### The data

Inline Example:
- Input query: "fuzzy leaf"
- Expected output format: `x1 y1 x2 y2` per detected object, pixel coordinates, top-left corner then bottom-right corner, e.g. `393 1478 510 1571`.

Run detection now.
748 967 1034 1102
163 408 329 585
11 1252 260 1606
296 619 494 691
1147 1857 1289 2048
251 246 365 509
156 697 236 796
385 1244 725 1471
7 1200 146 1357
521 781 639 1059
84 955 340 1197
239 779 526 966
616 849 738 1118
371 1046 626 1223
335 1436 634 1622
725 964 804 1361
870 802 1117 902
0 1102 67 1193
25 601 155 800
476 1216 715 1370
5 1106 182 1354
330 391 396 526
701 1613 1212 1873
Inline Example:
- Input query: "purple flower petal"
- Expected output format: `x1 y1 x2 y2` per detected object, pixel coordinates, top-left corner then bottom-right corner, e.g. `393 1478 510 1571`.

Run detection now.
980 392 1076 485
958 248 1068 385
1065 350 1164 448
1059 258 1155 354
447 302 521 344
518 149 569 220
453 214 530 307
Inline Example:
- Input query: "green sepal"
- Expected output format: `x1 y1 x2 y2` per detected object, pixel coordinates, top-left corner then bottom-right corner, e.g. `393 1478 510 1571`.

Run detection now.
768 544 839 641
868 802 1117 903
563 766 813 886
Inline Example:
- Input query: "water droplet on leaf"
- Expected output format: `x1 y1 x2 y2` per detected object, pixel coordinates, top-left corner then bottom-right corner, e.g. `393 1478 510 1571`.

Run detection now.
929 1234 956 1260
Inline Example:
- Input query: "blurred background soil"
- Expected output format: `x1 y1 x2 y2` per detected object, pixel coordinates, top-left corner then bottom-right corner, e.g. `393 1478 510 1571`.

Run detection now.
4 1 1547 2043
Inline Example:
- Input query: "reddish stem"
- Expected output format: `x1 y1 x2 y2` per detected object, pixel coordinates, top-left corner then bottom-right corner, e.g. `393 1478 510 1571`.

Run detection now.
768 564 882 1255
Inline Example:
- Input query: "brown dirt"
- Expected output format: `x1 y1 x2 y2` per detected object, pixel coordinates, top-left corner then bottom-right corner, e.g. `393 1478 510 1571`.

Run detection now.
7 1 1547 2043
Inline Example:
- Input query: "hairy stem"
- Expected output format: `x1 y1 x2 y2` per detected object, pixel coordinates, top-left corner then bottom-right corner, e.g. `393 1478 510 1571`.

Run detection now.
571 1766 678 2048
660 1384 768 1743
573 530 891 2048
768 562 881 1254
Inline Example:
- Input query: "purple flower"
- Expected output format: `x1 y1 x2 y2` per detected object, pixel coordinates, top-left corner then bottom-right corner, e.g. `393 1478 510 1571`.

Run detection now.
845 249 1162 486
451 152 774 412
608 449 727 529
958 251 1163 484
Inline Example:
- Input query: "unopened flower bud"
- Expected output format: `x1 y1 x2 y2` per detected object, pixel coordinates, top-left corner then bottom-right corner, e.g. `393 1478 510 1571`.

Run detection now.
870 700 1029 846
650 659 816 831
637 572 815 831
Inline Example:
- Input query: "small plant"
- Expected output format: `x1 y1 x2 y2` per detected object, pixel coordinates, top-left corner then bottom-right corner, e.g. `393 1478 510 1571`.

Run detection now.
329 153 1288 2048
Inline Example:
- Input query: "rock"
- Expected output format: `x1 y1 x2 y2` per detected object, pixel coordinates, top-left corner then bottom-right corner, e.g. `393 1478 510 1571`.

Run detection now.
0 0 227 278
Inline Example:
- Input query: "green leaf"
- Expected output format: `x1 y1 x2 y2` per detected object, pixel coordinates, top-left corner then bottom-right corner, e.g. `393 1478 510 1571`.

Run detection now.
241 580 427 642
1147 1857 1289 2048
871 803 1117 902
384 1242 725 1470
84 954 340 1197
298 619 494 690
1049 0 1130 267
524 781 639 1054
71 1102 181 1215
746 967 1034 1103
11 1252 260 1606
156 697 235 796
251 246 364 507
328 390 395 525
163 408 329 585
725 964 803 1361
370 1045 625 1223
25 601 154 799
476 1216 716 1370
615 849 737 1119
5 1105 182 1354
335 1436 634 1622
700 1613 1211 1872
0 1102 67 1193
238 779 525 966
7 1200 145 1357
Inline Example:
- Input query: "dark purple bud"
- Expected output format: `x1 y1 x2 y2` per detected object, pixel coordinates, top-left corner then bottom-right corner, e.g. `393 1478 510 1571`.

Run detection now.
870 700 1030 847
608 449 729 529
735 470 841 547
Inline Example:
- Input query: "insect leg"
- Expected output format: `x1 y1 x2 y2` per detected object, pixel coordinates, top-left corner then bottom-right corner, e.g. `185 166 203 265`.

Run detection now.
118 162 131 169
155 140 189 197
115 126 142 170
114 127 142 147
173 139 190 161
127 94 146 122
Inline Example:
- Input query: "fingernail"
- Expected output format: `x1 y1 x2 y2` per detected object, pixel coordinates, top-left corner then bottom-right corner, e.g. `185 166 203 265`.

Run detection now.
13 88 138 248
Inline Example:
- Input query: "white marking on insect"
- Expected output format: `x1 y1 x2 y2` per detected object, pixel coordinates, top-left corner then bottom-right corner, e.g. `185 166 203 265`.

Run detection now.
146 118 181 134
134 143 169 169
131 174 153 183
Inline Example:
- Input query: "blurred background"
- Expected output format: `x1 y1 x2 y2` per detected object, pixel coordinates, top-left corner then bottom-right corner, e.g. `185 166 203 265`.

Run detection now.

### Your instructions
The lines above are to be retyped exactly, with none omitted.

### Written solution
Inline Example:
- Input query: "fuzzy leaf"
- Expected output format: `x1 y1 x2 y2` per detected object, pixel coordinates, top-left corner then bottom-right corner, e.g. `393 1478 510 1571`.

Run detection now.
748 967 1034 1102
163 408 329 585
11 1252 260 1606
296 619 494 691
1147 1857 1289 2048
251 246 365 509
156 697 236 796
385 1244 725 1471
7 1200 146 1357
521 781 639 1059
84 955 340 1197
239 779 526 966
616 849 738 1118
371 1046 626 1223
335 1436 634 1622
725 964 804 1361
870 802 1117 902
0 1102 67 1193
25 601 155 800
476 1216 715 1370
5 1106 182 1354
330 391 396 526
701 1613 1212 1873
Inline Example:
- Input query: "purple flower petal"
- Expected output format: `x1 y1 x2 y2` per detected object, pixel coordinates, top-left corner then bottom-right corner, e.g. `393 1478 510 1571`.

Run detection now.
980 392 1076 485
958 248 1068 385
1065 350 1164 448
1059 258 1155 354
447 302 521 344
518 149 569 220
453 214 530 307
Inline Example:
- Input query: "green sepal"
- Expected output format: `x1 y1 x2 y2` per detected object, pixel coordinates, top-left corner then bottom-right corner, e.g. `393 1478 510 1571`.

Run detection now.
768 544 839 641
868 802 1117 903
563 766 813 886
Inline Example:
- Input query: "water droplet on leaf"
- Expected output format: `x1 y1 x2 y2` per detected object, pixel coordinates, top-left corner then bottom-right corner, e.g. `393 1478 510 1571`.

Run detection now.
929 1234 956 1260
Inline Example:
- Input query: "blurred background soil"
- Expected output format: `x1 y1 x2 y2` per detected object, pixel coordinates, top-left corner then bottom-right corner, e.g. `393 1478 510 1571`.

Run detection now.
4 1 1547 2043
Inline Example:
- Input query: "reddish stem"
- Expected output format: `x1 y1 x2 y2` per detected object, pixel coordinates, top-left corner then bottom-right corner, e.g. `393 1478 510 1571`.

Run detection now.
768 564 882 1255
Inline Example:
- Input query: "brown dirt"
- Expected output format: `x1 y1 x2 y2` per detected object, pixel coordinates, top-left corner then bottom-right corner, e.g. `393 1478 510 1571`.

Run detection now.
7 1 1547 2043
Inline Example:
- Input query: "hairy stem"
- Expected output format: `x1 y1 x2 y2` per detected object, pixel coordinates, top-left corner then bottom-right corner, e.g. `393 1478 510 1571`.

Run detection now.
571 1766 678 2048
660 1384 768 1743
573 530 891 2048
768 562 881 1254
Inline Example:
- Input query: "purple flower"
- Expected output format: `x1 y1 x2 y2` per detected object, pixel coordinates, top-left corner then bottom-right corner, e.g. `393 1478 510 1571`.

Run detection now.
845 249 1162 486
451 152 774 412
608 449 727 529
958 251 1163 484
Inline Example:
- Input query: "unopened flower bud"
- Expected output format: `x1 y1 x2 y2` per detected object, pixel coordinates, top-left corner then bottom-right corner, e.g. `393 1478 510 1571`.

Run detection now.
870 700 1029 846
650 659 816 831
637 572 815 831
Inline Example:
- Input query: "small plant"
- Expected output format: `x1 y1 x2 y2` per detected object, pixel coordinates, top-left corner then bottom-right corner, e.g. `393 1478 510 1571`.

Run detection now.
329 153 1288 2048
Inline Example:
- Input query: "rock"
- Expected output format: `x1 y1 x2 y2` per detected object, pixel coordinates, top-left corner then bottom-right corner, e.g. `393 1478 510 1571`.

Run detection now.
0 0 227 278
Inline Example:
- Input query: "green leaf"
- Expected output format: `x1 y1 x2 y2` per detected object, pixel coordinates, top-left corner then bottom-right corner, e.g. `393 1478 510 1571`.

Run detection now.
241 580 427 642
1147 1857 1289 2048
871 803 1117 902
384 1242 725 1470
84 954 340 1197
298 619 494 690
1049 0 1130 267
524 781 639 1054
71 1102 181 1215
746 967 1034 1103
11 1252 260 1606
156 697 235 796
251 246 364 507
328 390 395 525
163 408 329 585
725 964 803 1361
370 1045 625 1223
25 601 154 799
476 1216 716 1370
615 849 737 1119
5 1105 182 1354
335 1436 634 1622
700 1613 1211 1872
0 1102 67 1193
238 779 525 966
7 1200 145 1357
Inline Example:
- Input query: "dark purple bud"
- Expected output format: `x1 y1 x2 y2` per detected object, pixel coordinates, top-left corner then bottom-right corner, e.g. `393 1478 510 1571`.

Run detection now.
870 700 1030 847
608 449 729 529
735 470 841 547
Inline Example:
- Input query: "insect leg"
- Expected output format: `x1 y1 x2 y2` per detected object, pixel coordinates, top-left corner then bottom-right corner, e.g. `185 166 203 265`.

Run detection now.
118 162 131 169
155 140 189 197
115 126 142 170
114 127 142 147
173 139 190 161
127 94 146 122
Inline Example:
- Input query: "fingernail"
- Expected output format: `x1 y1 x2 y2` per detected object, pixel coordinates, top-left corner then bottom-right corner, e.g. `185 166 203 265`.

Run detection now.
13 88 138 248
Inline Example:
- Input query: "white marking on insect"
- Expected output format: `x1 y1 x2 y2` per detected object, pixel coordinates, top-left corner then bottom-right corner, e.g. `185 166 203 265`.

Run detection now.
146 118 181 134
134 143 169 169
131 174 153 183
Inline Example:
- Input query: "blurred background"
- Expected output format: `x1 y1 x2 y2` per detected object, pixel coordinates, top-left corner then bottom-right corner, e.g. `185 166 203 265`.

Run detection now.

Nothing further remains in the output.